• Aufgabe A
Beantworte anhand des Artikels über die Basler Polizistin «Mamafuma» diese Fragen:
(i) Wie alt ist Brigitta Fumagalli heute?
(ii) Welchen Polizeiposten leitete sie bis zu ihrem letzten Arbeitstag?
(iii) Was trinkt sie im Café in der Clarastrasse?
• Aufgabe B
Schreib aus dem Artikel über die Basler Polizistin «Mamafuma» den Abschnitt zwischen "März 2018: Brigitta" und "mit kalter Schoggi." wortgetreu ab, beide Stellen eingeschlossen.

• Textabschnitt
--------------------

Basels bekannteste Polizistin «Mamafuma» kehrt aus der Pension zurück
©Bild: Baseljetzt
Personalmangel
Basel-Stadt

Basels bekannteste Polizistin «Mamafuma» kehrt aus der Pension zurück

29.05.2024 18:21 - update 30.05.2024 08:32
David Frische

David Frische

Die Basler Polizei kämpft mit Personalmangel – und holt nun Pensionierte zurück in den zivilen Dienst. Sie sollen die jüngeren Kolleg:innen entlasten. Eine der Rückkehrerinnen ist die stadtbekannte frühere Polizistin Brigitta Fumagalli.

«Warum nicht?», sagt Brigitta Fumagalli mit fragendem Blick. Vor wenigen Monaten sei sie von der Kantonspolizei Basel-Stadt angefragt worden, ob sie als Zivilangestellte in den Dienst zurückkehren möchte. Lange überlegen musste die heute 69-jährige und mittlerweile pensionierte Polizistin nicht. Sie sagte zu.

März 2018: Brigitta Fumagalli, von allen Bekannten liebevoll «Mamafuma» genannt, hat ihren letzten Arbeitstag als Leiterin des Polizeipostens Spiegelhof. «Was für ein Tag», erinnert sich Fumagalli heute. Ihr Team musste wegen allerlei Notrufe ausrücken, inklusive eines Bankalarms. «Wir rasten herum wie blöd!» «Mamafuma» strahlt, wenn sie an jenen Tag zurückdenkt. Wild gestikulierend erzählt Fumagalli, sie habe es stets geliebt, wenn es viel zu tun gab. Deshalb leitete ihr Mitarbeiter an jenem 3. März 2018 sämtliche Notrufe an die Polizeistelle Spiegelhof. Und bescherte seiner Chefin so einen letzten Arbeitstag, den sie nie mehr vergessen werde: «Es war so cool!», sagt Fumagalli heute in einem Café in der Clarastrasse. Und geniesst einen Schluck aus einem Glas mit kalter Schoggi.

--------------------

• Vorliegende Einträge
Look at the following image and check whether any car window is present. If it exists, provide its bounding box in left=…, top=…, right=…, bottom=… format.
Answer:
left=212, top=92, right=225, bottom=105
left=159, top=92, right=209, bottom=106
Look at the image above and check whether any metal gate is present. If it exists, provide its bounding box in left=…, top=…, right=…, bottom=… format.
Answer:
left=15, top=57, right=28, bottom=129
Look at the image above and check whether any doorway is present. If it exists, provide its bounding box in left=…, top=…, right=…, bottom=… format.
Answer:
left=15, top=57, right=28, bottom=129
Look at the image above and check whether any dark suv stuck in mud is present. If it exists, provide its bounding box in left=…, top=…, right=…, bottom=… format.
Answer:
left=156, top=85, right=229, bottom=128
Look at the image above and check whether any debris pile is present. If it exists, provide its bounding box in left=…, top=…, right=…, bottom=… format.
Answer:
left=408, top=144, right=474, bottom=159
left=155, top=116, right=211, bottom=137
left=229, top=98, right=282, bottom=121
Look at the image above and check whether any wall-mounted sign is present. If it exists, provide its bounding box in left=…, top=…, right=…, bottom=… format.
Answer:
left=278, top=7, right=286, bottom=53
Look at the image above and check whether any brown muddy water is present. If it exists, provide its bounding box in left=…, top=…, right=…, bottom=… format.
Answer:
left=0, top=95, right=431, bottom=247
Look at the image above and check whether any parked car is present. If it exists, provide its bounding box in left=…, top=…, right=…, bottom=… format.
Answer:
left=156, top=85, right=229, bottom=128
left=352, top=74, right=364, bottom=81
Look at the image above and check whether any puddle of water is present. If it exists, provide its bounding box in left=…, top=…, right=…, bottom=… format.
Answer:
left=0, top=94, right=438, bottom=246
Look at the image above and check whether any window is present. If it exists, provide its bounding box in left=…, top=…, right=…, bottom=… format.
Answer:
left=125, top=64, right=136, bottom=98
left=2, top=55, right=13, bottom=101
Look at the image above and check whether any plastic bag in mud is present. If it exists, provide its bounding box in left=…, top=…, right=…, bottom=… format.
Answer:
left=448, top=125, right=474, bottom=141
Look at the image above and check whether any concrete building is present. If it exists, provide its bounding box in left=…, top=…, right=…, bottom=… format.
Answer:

--------------------

• Vollständige Antwort A
(i) 69 Jahre
(ii) Den Polizeiposten Spiegelhof
(iii) Kalte Schoggi

• Vollständige Antwort B
März 2018: Brigitta Fumagalli, von allen Bekannten liebevoll «Mamafuma» genannt, hat ihren letzten Arbeitstag als Leiterin des Polizeipostens Spiegelhof. «Was für ein Tag», erinnert sich Fumagalli heute. Ihr Team musste wegen allerlei Notrufe ausrücken, inklusive eines Bankalarms. «Wir rasten herum wie blöd!» «Mamafuma» strahlt, wenn sie an jenen Tag zurückdenkt. Wild gestikulierend erzählt Fumagalli, sie habe es stets geliebt, wenn es viel zu tun gab. Deshalb leitete ihr Mitarbeiter an jenem 3. März 2018 sämtliche Notrufe an die Polizeistelle Spiegelhof. Und bescherte seiner Chefin so einen letzten Arbeitstag, den sie nie mehr vergessen werde: «Es war so cool!», sagt Fumagalli heute in einem Café in der Clarastrasse. Und geniesst einen Schluck aus einem Glas mit kalter Schoggi.